Repeat nothing but the lines below running from the one containing "Where can you spot the large" to the one containing "Where can you spot the quantum". Keep both end lines.

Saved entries
┌──

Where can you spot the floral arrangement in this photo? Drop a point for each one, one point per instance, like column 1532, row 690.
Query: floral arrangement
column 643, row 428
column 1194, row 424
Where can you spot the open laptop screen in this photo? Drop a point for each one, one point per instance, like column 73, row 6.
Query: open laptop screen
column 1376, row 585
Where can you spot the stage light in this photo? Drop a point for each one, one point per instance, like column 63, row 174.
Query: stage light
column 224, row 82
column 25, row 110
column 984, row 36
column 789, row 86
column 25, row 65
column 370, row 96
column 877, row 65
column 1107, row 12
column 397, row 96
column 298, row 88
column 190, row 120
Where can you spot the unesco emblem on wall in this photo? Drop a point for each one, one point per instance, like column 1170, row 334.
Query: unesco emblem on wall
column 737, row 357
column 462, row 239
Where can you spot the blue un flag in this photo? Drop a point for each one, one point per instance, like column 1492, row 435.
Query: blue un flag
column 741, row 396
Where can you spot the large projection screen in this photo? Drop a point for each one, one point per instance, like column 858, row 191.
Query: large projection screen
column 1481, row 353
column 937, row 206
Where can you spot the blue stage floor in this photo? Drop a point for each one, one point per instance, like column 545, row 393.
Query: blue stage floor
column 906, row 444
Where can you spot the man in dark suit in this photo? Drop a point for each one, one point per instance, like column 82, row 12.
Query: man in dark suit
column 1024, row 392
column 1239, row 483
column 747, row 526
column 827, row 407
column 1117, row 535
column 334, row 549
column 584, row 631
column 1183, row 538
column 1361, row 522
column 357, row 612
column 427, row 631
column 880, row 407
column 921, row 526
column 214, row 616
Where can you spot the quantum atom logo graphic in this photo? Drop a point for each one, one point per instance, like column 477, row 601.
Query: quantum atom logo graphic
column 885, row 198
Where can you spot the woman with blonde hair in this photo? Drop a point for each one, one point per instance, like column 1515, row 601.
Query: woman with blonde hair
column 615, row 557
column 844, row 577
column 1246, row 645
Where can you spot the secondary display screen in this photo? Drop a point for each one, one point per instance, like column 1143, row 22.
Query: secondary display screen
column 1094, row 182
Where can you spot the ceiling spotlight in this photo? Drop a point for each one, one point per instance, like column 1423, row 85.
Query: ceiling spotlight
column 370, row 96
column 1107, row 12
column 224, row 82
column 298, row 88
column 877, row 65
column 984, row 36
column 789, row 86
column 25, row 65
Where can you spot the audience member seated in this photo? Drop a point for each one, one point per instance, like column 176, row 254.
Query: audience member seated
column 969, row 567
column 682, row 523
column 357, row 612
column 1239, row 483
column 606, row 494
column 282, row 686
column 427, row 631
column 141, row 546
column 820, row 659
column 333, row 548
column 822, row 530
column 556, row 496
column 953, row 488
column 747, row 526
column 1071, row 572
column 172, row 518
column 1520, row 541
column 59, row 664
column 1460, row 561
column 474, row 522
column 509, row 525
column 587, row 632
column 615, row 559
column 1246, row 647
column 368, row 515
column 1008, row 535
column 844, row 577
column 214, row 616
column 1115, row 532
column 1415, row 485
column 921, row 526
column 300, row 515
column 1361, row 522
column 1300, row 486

└──

* [OUTPUT FOR THIS TASK]
Where can you spot the large projection screen in this photo? Drop a point for each one, one point per instance, like column 858, row 191.
Query: large projection screen
column 1481, row 353
column 937, row 206
Where can you spot the blue stage floor in this photo? Drop a point for each one, one point per instance, like column 545, row 393.
Query: blue stage floor
column 906, row 444
Where can you spot the man in dark suit in this photo? Drop a point for each one, one point per instance, like column 82, row 12.
Query: man in dark suit
column 1024, row 392
column 1239, row 483
column 747, row 526
column 827, row 407
column 1117, row 535
column 334, row 549
column 584, row 631
column 1183, row 538
column 1361, row 522
column 357, row 612
column 427, row 631
column 880, row 407
column 921, row 526
column 214, row 616
Where can you spot the quantum atom logo graphic in this photo? Drop a point for each one, one point per instance, like column 477, row 601.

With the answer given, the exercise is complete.